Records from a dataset
============

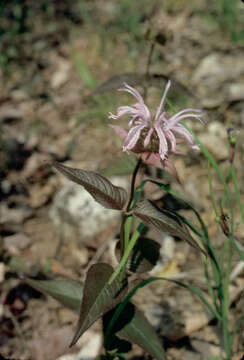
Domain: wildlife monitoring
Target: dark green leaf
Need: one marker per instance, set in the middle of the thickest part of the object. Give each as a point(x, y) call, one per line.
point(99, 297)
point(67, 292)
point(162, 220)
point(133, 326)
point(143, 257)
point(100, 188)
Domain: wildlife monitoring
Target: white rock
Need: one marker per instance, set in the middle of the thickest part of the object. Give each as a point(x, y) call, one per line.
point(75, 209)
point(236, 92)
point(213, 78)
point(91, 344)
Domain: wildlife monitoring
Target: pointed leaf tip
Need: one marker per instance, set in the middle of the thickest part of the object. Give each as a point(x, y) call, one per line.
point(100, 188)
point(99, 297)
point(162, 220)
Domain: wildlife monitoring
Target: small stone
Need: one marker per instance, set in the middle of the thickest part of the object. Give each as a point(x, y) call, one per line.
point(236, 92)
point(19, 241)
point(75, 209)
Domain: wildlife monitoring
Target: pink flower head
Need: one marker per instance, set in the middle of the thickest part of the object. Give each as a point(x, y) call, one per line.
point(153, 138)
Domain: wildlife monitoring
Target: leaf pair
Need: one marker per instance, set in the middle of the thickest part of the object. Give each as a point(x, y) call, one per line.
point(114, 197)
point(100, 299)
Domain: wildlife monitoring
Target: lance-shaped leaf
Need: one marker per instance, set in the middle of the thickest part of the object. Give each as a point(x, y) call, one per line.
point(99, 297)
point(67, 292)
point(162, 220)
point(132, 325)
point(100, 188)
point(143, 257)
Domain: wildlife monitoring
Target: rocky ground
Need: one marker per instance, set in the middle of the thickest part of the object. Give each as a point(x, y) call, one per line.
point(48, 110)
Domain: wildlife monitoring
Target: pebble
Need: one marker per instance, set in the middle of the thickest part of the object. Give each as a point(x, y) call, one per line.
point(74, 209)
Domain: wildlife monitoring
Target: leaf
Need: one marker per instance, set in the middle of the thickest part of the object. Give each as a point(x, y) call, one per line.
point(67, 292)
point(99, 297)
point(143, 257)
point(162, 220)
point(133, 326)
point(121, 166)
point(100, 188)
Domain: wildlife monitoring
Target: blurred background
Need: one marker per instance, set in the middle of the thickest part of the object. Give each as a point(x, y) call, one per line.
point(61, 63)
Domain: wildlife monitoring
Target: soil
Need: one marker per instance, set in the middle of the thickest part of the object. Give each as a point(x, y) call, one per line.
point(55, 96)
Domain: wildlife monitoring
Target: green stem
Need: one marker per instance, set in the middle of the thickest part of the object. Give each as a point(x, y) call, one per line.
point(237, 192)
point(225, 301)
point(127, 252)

============

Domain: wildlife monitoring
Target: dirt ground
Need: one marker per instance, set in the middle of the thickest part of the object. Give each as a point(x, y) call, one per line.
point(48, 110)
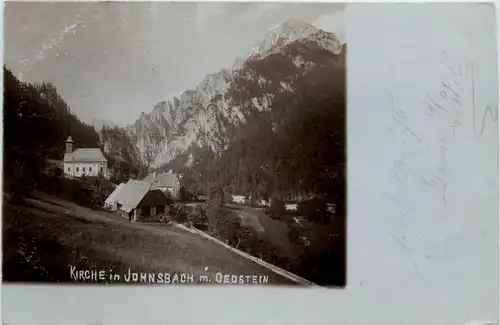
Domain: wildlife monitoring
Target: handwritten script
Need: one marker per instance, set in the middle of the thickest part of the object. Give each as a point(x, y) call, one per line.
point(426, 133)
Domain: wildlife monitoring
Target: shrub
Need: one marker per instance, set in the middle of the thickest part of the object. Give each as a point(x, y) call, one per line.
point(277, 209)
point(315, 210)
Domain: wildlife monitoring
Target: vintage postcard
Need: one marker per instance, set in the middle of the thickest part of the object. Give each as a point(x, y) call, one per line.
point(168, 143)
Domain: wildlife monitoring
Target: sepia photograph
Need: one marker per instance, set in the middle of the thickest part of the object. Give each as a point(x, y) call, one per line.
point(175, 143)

============

◆ Stated exercise
Find every line in the rows above that contains the word "green" and copy each of those lines. Treat case as significant when matching.

◆ Answer to this exercise
Target: dark green leaf
Target: green stem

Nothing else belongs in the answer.